- [SUPPLIED TEXT]
########################################

# How many groups of methods are there to solve a 3x3?



## FJT97 (Jun 14, 2018)

So what i meant is that there are plenty of methods which basically are layer by layer.

Then there is all the methods which do corners first (or edges first) like most of the bld methods.

Then there is all of the fmc approaches.

But then there is the question how Roux fits into this...



Thats my view on this. What do you think? How would you group the methods?


----------



## bcube (Jun 14, 2018)

FJT97 said:


> How would you group the methods?



Psi´s cube methods and states map might be one way.


----------



## FJT97 (Jun 14, 2018)

bcube said:


> Psi´s cube methods and states map might be one way.


wow, that is heavy. i have a hard time wrapping my heay around that...


----------



## Thom S. (Jun 14, 2018)

FJT97 said:


> But then there is the question how Roux fits into this...



Roux is by definition a Columns first Method


----------



## FJT97 (Jun 14, 2018)

########################################

- [GOAL A]
Using the cube methods thread, decide for each statement whether it agrees with the thread, answering yes or no and quoting the words that settle it: (i) Thom S. calls Roux a columns first method. (ii) FJT97 says most blind methods go layer by layer. (iii) FJT97 finds the map that bcube suggests easy to take in.
- [GOAL B]
In the cube methods thread, what does bcube offer as one way to group the methods?

Region segmentation data:
########################################

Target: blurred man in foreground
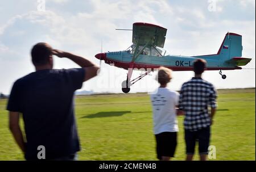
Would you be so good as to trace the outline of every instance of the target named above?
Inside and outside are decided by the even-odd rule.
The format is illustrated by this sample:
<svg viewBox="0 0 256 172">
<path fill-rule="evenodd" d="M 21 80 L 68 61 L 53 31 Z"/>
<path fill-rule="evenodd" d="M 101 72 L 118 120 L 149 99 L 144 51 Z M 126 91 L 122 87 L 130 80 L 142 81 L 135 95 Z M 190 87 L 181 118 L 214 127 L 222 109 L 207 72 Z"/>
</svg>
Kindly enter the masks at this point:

########################################

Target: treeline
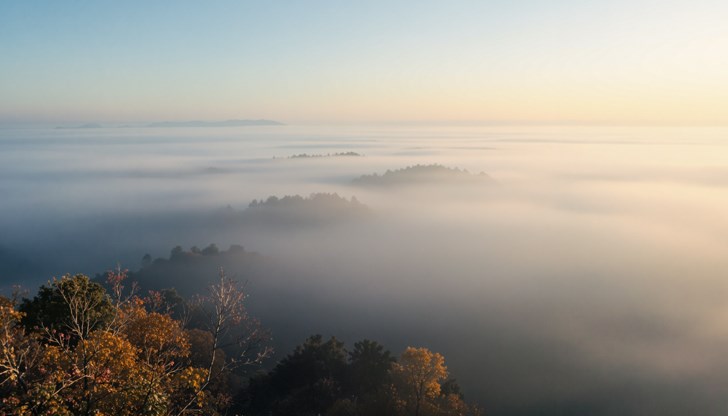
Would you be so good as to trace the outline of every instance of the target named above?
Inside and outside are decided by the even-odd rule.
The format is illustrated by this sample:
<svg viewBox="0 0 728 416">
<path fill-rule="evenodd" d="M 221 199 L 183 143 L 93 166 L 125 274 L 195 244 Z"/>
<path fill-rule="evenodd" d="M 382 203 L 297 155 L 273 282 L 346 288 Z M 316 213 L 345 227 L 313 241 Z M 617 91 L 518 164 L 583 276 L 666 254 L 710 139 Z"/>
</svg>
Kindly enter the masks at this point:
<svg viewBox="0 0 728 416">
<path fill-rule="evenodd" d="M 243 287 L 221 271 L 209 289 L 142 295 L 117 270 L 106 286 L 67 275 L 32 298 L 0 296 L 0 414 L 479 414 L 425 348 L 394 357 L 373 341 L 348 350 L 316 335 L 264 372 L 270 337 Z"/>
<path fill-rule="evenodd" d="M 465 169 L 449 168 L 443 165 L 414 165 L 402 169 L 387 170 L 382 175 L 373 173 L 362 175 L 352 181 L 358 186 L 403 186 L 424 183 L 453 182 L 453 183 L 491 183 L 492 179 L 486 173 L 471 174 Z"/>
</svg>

########################################

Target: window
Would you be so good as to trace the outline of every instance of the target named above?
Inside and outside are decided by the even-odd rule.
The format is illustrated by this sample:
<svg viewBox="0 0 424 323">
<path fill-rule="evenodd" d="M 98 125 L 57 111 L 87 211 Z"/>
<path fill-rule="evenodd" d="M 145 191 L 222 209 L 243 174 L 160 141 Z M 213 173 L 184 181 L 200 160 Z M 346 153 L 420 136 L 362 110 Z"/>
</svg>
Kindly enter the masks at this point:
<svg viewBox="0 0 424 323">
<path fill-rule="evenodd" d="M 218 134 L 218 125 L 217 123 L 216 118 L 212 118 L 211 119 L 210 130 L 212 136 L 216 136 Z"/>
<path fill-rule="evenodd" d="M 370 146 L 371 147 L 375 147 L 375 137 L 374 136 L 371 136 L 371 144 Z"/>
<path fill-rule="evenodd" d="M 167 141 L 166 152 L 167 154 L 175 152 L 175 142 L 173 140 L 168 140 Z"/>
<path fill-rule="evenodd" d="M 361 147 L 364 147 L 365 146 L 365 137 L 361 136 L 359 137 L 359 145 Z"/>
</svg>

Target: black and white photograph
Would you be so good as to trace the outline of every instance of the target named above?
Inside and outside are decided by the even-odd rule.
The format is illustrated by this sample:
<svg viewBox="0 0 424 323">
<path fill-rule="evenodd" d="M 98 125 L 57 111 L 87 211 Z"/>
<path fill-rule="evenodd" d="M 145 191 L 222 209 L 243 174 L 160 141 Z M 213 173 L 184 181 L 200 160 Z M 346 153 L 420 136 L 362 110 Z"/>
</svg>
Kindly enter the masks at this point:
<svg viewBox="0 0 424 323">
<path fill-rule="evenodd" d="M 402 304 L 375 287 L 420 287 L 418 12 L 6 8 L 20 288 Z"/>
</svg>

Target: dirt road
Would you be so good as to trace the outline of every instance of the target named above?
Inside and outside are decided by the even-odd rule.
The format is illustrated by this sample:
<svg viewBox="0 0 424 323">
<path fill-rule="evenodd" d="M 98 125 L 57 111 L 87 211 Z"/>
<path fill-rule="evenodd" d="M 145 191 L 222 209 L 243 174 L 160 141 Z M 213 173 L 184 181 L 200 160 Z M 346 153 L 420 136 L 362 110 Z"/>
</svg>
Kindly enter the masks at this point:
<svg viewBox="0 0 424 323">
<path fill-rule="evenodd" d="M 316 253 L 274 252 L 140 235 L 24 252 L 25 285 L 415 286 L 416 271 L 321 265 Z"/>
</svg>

########################################

- [PROBLEM SOLUTION A]
(i) Yes: "Roux is by definition a Columns first Method"
(ii) No: "Then there is all the methods which do corners first (or edges first) like most of the bld methods."
(iii) No: "wow, that is heavy."

- [PROBLEM SOLUTION B]
Psi´s cube methods and states map.